## Exercise objective:
Rewrite the data below, changing every "rough mask" to "coarse mask" and leaving everything else unchanged.

## Material supplied:
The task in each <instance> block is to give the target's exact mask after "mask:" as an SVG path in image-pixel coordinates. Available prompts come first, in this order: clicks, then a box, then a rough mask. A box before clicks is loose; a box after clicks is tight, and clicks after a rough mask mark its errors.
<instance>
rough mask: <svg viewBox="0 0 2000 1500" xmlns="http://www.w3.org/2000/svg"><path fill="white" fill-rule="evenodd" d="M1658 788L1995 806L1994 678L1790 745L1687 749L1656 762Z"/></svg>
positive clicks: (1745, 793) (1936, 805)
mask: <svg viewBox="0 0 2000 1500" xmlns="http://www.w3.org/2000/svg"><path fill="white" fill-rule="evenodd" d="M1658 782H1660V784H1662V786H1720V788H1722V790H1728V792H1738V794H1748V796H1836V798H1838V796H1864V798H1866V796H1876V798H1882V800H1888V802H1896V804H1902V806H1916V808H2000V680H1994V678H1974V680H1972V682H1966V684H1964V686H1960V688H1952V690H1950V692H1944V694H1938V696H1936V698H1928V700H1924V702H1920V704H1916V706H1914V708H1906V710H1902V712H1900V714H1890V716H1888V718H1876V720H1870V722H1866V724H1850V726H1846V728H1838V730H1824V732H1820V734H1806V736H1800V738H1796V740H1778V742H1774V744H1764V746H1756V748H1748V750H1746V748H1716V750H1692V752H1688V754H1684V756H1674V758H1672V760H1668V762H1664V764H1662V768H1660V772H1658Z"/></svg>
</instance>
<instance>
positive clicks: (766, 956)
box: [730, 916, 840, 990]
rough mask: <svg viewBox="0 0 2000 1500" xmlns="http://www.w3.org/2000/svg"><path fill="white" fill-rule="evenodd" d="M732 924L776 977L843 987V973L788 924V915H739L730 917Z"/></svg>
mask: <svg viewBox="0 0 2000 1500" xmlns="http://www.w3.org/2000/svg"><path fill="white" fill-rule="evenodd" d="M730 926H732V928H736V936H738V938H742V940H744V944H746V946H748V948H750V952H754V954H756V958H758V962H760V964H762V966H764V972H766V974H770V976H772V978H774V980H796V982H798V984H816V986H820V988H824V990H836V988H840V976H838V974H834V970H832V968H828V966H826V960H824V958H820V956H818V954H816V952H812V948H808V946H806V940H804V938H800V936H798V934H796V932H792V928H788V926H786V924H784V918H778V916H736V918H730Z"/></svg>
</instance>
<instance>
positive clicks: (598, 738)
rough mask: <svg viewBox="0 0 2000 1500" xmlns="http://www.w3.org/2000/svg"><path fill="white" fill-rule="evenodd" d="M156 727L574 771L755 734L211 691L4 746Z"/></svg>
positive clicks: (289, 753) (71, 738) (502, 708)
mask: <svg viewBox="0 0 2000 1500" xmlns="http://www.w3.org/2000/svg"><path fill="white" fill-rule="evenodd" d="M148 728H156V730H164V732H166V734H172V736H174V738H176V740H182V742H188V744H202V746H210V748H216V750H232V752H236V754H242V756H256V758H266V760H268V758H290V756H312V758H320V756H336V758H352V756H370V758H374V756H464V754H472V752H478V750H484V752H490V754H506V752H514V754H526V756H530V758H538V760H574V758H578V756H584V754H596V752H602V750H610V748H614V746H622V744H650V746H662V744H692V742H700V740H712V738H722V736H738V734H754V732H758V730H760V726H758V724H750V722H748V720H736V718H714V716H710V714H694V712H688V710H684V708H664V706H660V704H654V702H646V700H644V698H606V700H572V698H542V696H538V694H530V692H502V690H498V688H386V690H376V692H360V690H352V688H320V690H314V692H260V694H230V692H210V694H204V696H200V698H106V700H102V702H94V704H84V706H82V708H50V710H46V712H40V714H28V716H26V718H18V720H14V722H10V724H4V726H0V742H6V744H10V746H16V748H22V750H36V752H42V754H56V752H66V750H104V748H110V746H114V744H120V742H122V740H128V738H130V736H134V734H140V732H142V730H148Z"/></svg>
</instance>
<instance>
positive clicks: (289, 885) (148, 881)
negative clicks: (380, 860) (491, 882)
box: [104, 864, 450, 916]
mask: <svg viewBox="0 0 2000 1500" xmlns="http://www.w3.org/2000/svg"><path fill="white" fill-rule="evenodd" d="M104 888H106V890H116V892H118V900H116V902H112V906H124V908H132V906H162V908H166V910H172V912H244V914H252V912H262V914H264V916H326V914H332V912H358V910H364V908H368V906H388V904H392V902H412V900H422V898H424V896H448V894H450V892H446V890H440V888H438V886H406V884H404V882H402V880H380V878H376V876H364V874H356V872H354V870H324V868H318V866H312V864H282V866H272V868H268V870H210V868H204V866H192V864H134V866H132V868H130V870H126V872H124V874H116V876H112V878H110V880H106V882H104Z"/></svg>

## Solution for this exercise:
The task in each <instance> block is to give the target's exact mask after "mask:" as an SVG path in image-pixel coordinates. Available prompts come first, in this order: clicks, then a box, then a coarse mask. A box before clicks is loose; a box after clicks is tight, and clicks after a coarse mask mark its errors.
<instance>
coarse mask: <svg viewBox="0 0 2000 1500" xmlns="http://www.w3.org/2000/svg"><path fill="white" fill-rule="evenodd" d="M1658 788L1995 806L1994 678L1790 745L1687 749L1656 762Z"/></svg>
positive clicks: (1745, 793) (1936, 805)
mask: <svg viewBox="0 0 2000 1500" xmlns="http://www.w3.org/2000/svg"><path fill="white" fill-rule="evenodd" d="M1658 782H1660V784H1662V786H1720V788H1722V790H1728V792H1738V794H1748V796H1836V798H1838V796H1864V798H1866V796H1876V798H1882V800H1888V802H1896V804H1902V806H1916V808H2000V680H1994V678H1974V680H1972V682H1966V684H1964V686H1960V688H1952V690H1950V692H1944V694H1938V696H1936V698H1928V700H1924V702H1920V704H1916V706H1914V708H1906V710H1902V712H1900V714H1890V716H1888V718H1876V720H1870V722H1866V724H1850V726H1846V728H1838V730H1824V732H1820V734H1806V736H1800V738H1796V740H1778V742H1774V744H1764V746H1756V748H1748V750H1746V748H1716V750H1692V752H1688V754H1684V756H1674V758H1672V760H1668V762H1664V764H1662V768H1660V772H1658Z"/></svg>
</instance>
<instance>
positive clicks: (766, 956)
box: [730, 916, 840, 990]
coarse mask: <svg viewBox="0 0 2000 1500" xmlns="http://www.w3.org/2000/svg"><path fill="white" fill-rule="evenodd" d="M732 924L776 977L843 987V973L788 924V915H739L730 917Z"/></svg>
mask: <svg viewBox="0 0 2000 1500" xmlns="http://www.w3.org/2000/svg"><path fill="white" fill-rule="evenodd" d="M730 926H732V928H736V936H738V938H742V940H744V944H746V946H748V948H750V952H754V954H756V958H758V962H760V964H762V966H764V972H766V974H770V976H772V978H774V980H796V982H798V984H816V986H820V988H824V990H836V988H840V976H838V974H834V970H832V968H828V966H826V960H824V958H820V956H818V954H816V952H812V948H808V946H806V940H804V938H800V936H798V934H796V932H792V928H788V926H786V924H784V918H778V916H736V918H730Z"/></svg>
</instance>
<instance>
positive clicks: (598, 738)
coarse mask: <svg viewBox="0 0 2000 1500" xmlns="http://www.w3.org/2000/svg"><path fill="white" fill-rule="evenodd" d="M156 727L574 771L755 734L211 691L4 746Z"/></svg>
positive clicks: (289, 753) (71, 738) (502, 708)
mask: <svg viewBox="0 0 2000 1500" xmlns="http://www.w3.org/2000/svg"><path fill="white" fill-rule="evenodd" d="M148 728H156V730H164V732H166V734H172V736H174V738H176V740H182V742H188V744H202V746H210V748H216V750H232V752H236V754H242V756H256V758H266V760H268V758H290V756H312V758H320V756H336V758H352V756H370V758H374V756H464V754H472V752H478V750H484V752H490V754H506V752H514V754H526V756H530V758H538V760H574V758H578V756H584V754H596V752H602V750H610V748H614V746H622V744H650V746H662V744H692V742H700V740H712V738H722V736H738V734H754V732H758V730H760V726H758V724H750V722H748V720H736V718H714V716H710V714H694V712H688V710H684V708H664V706H660V704H654V702H646V700H644V698H606V700H572V698H542V696H538V694H530V692H502V690H498V688H386V690H376V692H360V690H352V688H320V690H314V692H260V694H230V692H210V694H204V696H200V698H106V700H102V702H94V704H84V706H82V708H50V710H46V712H40V714H28V716H26V718H18V720H14V722H10V724H4V726H0V742H6V744H10V746H16V748H22V750H36V752H42V754H56V752H66V750H104V748H110V746H114V744H120V742H122V740H128V738H130V736H134V734H140V732H142V730H148Z"/></svg>
</instance>
<instance>
positive clicks: (289, 885) (148, 881)
negative clicks: (380, 860) (491, 882)
box: [104, 864, 450, 916]
mask: <svg viewBox="0 0 2000 1500" xmlns="http://www.w3.org/2000/svg"><path fill="white" fill-rule="evenodd" d="M104 888H106V890H116V892H118V900H116V902H112V906H124V908H132V906H162V908H166V910H172V912H244V914H252V912H262V914H264V916H326V914H332V912H358V910H364V908H368V906H388V904H392V902H412V900H422V898H424V896H448V894H450V892H446V890H440V888H438V886H406V884H404V882H402V880H380V878H376V876H364V874H356V872H354V870H324V868H318V866H312V864H282V866H272V868H268V870H210V868H204V866H192V864H134V866H132V868H130V870H126V872H124V874H116V876H112V878H110V880H106V882H104Z"/></svg>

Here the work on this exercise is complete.